ACTIVITY
An exact copy of all the data below is required.

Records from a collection
■ ■ ■ ■ ■
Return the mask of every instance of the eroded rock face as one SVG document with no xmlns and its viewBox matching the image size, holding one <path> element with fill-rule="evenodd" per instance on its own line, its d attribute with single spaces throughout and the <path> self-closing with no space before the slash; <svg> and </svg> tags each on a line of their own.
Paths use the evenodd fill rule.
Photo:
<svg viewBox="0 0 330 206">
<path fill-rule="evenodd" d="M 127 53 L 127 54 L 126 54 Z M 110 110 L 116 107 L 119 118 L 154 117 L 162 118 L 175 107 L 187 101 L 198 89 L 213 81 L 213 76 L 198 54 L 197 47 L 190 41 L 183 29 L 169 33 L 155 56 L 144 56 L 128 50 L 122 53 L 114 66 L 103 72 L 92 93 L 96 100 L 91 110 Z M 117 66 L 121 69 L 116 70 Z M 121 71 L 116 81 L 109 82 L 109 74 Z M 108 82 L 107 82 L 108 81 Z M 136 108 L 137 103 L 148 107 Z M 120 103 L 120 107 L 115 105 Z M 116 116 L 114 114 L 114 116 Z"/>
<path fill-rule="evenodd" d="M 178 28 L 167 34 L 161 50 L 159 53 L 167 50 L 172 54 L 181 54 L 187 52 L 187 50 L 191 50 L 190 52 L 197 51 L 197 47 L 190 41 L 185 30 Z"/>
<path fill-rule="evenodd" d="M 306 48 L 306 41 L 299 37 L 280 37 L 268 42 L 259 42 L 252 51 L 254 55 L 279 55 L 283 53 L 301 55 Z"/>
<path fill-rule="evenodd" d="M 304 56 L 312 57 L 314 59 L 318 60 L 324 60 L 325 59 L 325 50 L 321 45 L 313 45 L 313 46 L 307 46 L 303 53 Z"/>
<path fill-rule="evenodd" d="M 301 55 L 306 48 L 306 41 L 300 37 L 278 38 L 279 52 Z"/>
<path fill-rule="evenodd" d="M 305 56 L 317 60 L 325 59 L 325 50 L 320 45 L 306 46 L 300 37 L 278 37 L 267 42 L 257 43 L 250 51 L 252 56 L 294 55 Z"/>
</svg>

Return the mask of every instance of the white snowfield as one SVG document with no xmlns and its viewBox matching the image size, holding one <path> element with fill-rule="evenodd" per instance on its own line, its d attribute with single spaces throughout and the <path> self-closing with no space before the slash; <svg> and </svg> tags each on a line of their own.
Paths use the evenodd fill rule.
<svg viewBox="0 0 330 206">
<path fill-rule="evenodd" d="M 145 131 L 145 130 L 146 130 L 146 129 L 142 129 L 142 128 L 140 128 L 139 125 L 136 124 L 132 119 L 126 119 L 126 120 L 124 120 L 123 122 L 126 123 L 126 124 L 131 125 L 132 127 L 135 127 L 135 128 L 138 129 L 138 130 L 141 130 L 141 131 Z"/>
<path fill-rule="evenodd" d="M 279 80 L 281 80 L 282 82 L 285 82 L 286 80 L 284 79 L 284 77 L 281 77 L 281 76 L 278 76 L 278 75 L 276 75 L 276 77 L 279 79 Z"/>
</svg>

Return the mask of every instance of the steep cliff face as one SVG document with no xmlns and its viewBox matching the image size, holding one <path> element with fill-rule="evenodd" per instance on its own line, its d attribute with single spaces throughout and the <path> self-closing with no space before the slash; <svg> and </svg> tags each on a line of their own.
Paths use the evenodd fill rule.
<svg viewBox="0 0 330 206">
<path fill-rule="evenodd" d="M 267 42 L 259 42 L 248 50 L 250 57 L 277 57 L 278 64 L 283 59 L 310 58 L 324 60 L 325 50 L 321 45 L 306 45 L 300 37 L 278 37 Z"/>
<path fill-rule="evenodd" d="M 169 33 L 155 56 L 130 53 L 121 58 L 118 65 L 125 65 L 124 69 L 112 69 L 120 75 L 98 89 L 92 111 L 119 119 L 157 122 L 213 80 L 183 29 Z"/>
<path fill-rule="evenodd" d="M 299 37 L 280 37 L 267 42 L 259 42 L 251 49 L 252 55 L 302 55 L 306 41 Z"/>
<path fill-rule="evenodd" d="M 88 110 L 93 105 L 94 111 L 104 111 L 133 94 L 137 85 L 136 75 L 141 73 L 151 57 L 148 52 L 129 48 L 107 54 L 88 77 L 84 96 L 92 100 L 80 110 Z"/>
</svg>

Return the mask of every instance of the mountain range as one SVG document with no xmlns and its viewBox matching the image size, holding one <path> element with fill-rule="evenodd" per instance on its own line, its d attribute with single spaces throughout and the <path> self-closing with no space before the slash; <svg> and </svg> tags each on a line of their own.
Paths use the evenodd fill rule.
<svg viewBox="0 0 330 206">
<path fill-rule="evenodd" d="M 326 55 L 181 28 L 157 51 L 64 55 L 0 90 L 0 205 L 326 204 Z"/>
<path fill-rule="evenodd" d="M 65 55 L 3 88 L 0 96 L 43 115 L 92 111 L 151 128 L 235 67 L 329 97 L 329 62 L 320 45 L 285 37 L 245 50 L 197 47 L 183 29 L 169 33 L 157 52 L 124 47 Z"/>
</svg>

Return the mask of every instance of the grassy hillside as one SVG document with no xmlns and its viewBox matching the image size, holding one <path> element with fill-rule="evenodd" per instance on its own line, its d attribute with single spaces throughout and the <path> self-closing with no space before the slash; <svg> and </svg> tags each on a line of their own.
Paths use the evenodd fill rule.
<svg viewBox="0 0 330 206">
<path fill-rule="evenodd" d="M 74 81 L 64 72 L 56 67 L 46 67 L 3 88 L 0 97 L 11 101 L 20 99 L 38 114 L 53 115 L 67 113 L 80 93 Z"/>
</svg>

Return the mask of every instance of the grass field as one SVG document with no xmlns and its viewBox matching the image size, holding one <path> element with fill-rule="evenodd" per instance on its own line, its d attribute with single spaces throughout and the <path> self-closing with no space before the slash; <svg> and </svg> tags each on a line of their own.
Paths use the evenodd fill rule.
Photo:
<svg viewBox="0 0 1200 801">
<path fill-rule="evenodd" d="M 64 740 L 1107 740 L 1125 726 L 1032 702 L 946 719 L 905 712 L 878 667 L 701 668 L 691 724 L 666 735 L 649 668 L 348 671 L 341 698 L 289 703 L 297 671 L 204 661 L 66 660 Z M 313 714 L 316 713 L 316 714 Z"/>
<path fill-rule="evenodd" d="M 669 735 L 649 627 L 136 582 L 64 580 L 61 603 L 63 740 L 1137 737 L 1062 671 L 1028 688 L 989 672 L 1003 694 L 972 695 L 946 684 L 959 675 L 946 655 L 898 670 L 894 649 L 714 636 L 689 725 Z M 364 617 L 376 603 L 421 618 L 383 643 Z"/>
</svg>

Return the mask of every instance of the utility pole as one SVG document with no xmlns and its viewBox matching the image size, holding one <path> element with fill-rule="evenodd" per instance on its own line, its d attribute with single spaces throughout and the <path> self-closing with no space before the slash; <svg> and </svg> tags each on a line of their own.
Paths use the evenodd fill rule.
■ ■ ■ ■ ■
EXERCISE ANSWER
Return the mask of every instance of the eroded rock face as one SVG document with no xmlns and its viewBox matching the image size, holding one <path> element with fill-rule="evenodd" per instance on its own line, its d attribute with single spaces throughout and the <path> self-closing with no space before the slash; <svg> and </svg> tags each on a line of their own.
Paths use the evenodd fill rule.
Photo:
<svg viewBox="0 0 330 206">
<path fill-rule="evenodd" d="M 127 53 L 127 54 L 126 54 Z M 110 110 L 116 107 L 119 118 L 154 117 L 162 118 L 175 107 L 187 101 L 198 89 L 213 81 L 213 76 L 198 54 L 197 47 L 190 41 L 183 29 L 169 33 L 155 56 L 144 56 L 128 50 L 122 53 L 114 66 L 103 72 L 92 93 L 96 100 L 91 110 Z M 117 66 L 121 69 L 116 70 Z M 121 71 L 116 81 L 109 82 L 109 74 Z M 108 82 L 107 82 L 108 81 Z M 136 108 L 137 103 L 148 107 Z M 120 103 L 120 107 L 115 105 Z M 116 116 L 114 114 L 114 116 Z"/>
<path fill-rule="evenodd" d="M 178 28 L 167 34 L 161 50 L 159 53 L 167 50 L 172 54 L 181 54 L 187 52 L 187 50 L 191 50 L 190 52 L 197 51 L 197 47 L 190 41 L 185 30 Z"/>
<path fill-rule="evenodd" d="M 306 48 L 306 41 L 299 37 L 280 37 L 268 42 L 259 42 L 252 51 L 254 55 L 279 55 L 283 53 L 301 55 Z"/>
<path fill-rule="evenodd" d="M 304 56 L 312 57 L 314 59 L 318 60 L 324 60 L 325 59 L 325 50 L 321 45 L 313 45 L 313 46 L 307 46 L 303 53 Z"/>
<path fill-rule="evenodd" d="M 301 55 L 306 48 L 306 41 L 300 37 L 278 38 L 279 52 Z"/>
<path fill-rule="evenodd" d="M 305 56 L 317 60 L 325 59 L 325 50 L 320 45 L 306 46 L 300 37 L 278 37 L 267 42 L 257 43 L 250 51 L 252 56 L 294 55 Z"/>
</svg>

Return the mask of every instance of the white snowfield as one SVG document with no xmlns and its viewBox matching the image size, holding one <path> element with fill-rule="evenodd" per instance on its own line, its d attribute with single spaces throughout and the <path> self-closing with no space before the slash; <svg> and </svg> tags each on a line of their own.
Paths use the evenodd fill rule.
<svg viewBox="0 0 330 206">
<path fill-rule="evenodd" d="M 145 131 L 145 130 L 146 130 L 146 129 L 142 129 L 142 128 L 140 128 L 139 125 L 136 124 L 132 119 L 126 119 L 126 120 L 124 120 L 123 122 L 126 123 L 126 124 L 131 125 L 132 127 L 135 127 L 135 128 L 138 129 L 138 130 L 141 130 L 141 131 Z"/>
<path fill-rule="evenodd" d="M 279 80 L 281 80 L 282 82 L 285 82 L 286 80 L 284 79 L 284 77 L 281 77 L 281 76 L 278 76 L 278 75 L 276 75 L 276 77 L 279 79 Z"/>
</svg>

Return the mask of every instance of the steep cliff face as one SVG document with no xmlns and its viewBox matching the image size, holding one <path> element with fill-rule="evenodd" per instance on its own line, its d attribute with single spaces throughout and the <path> self-closing with no space before the slash; <svg> and </svg> tags each on a line of their own.
Paths use the evenodd fill rule.
<svg viewBox="0 0 330 206">
<path fill-rule="evenodd" d="M 267 42 L 259 42 L 248 50 L 250 57 L 277 57 L 278 64 L 283 59 L 310 58 L 324 60 L 325 50 L 321 45 L 306 45 L 300 37 L 278 37 Z"/>
<path fill-rule="evenodd" d="M 169 33 L 155 56 L 130 53 L 121 58 L 118 65 L 125 65 L 124 69 L 112 69 L 120 75 L 98 89 L 92 111 L 119 119 L 157 122 L 213 80 L 183 29 Z"/>
<path fill-rule="evenodd" d="M 299 37 L 280 37 L 267 42 L 259 42 L 251 49 L 252 55 L 302 55 L 306 41 Z"/>
<path fill-rule="evenodd" d="M 88 110 L 93 105 L 94 111 L 104 111 L 133 94 L 137 85 L 136 75 L 141 73 L 151 57 L 148 52 L 129 48 L 107 54 L 88 77 L 84 96 L 92 100 L 80 110 Z"/>
</svg>

Return the mask of every instance of the mountain range as one SVG document with no xmlns and its viewBox matching the image size, holding one <path> element with fill-rule="evenodd" per instance on its own line, its d attribute with single spaces throughout and the <path> self-closing with no space before the slash; <svg> and </svg> tags each on a line of their own.
Paths use the evenodd fill rule.
<svg viewBox="0 0 330 206">
<path fill-rule="evenodd" d="M 326 55 L 181 28 L 157 51 L 64 55 L 0 90 L 0 205 L 326 204 Z"/>
<path fill-rule="evenodd" d="M 65 55 L 3 88 L 0 96 L 43 115 L 92 111 L 151 128 L 235 67 L 329 97 L 329 62 L 320 45 L 285 37 L 245 50 L 197 47 L 183 29 L 169 33 L 157 52 L 124 47 Z"/>
</svg>

Return the mask of every instance of the grassy hillside as one SVG document with no xmlns and its viewBox matching the image size, holding one <path> element with fill-rule="evenodd" per instance on its own line, its d attribute with single spaces throughout and the <path> self-closing with no space before the slash; <svg> and </svg> tags each on a line of their own.
Paths use the evenodd fill rule.
<svg viewBox="0 0 330 206">
<path fill-rule="evenodd" d="M 74 81 L 64 72 L 56 67 L 46 67 L 3 88 L 0 97 L 11 101 L 20 99 L 38 114 L 53 115 L 67 113 L 80 93 Z"/>
</svg>

Return the mask of every instance of the grass field as one SVG document with no xmlns and its viewBox matching the image size, holding one <path> element with fill-rule="evenodd" per instance on its own line, its d attribute with single spaces throughout and the <path> self-closing with no space before the slash; <svg> and </svg> tags each on a line of their own.
Paths use the evenodd fill rule.
Photo:
<svg viewBox="0 0 1200 801">
<path fill-rule="evenodd" d="M 64 740 L 1107 740 L 1125 726 L 1032 702 L 946 719 L 905 712 L 878 667 L 701 668 L 691 724 L 666 735 L 649 668 L 348 671 L 341 698 L 289 703 L 297 671 L 204 661 L 66 660 Z M 313 714 L 316 713 L 316 714 Z"/>
<path fill-rule="evenodd" d="M 669 735 L 649 627 L 136 582 L 64 580 L 61 603 L 63 740 L 1137 737 L 1062 671 L 1028 688 L 989 672 L 1003 694 L 972 695 L 946 684 L 959 675 L 946 655 L 898 670 L 894 649 L 714 636 L 689 725 Z M 364 617 L 376 603 L 421 618 L 383 643 Z"/>
</svg>

Return the mask of every instance of the utility pole as one SVG document with no xmlns and its viewBox matching the image size, holding one <path> element with fill-rule="evenodd" per instance on its own line, its d attribute with single spaces throughout and the <path> self-closing with no space before the slash; <svg> and </svg> tags each on a line of their own.
Paths use the evenodd fill rule.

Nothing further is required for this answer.